### Records supplied
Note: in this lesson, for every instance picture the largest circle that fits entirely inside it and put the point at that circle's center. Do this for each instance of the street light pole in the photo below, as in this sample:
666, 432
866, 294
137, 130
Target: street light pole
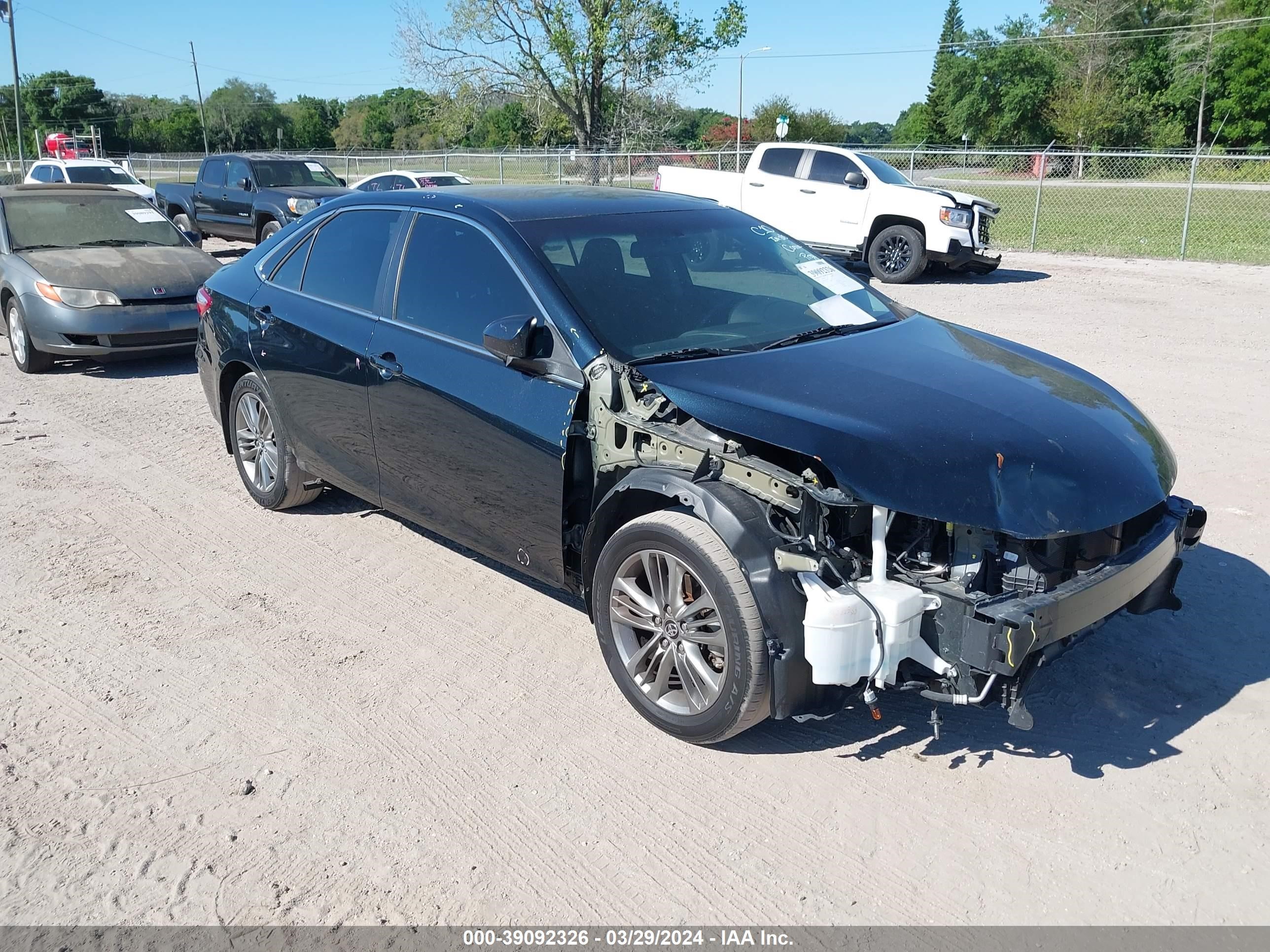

### Request
Write out the records above line for line, without any changes, and leave out the pictures.

### Answer to the exercise
Note: in this lesson, for every instance picture the largest circle that fits entirely inside it and put the point at that circle's center. Do this for each instance of the street light pole in the photo below, as in this sample:
666, 432
866, 294
137, 130
Target: street light pole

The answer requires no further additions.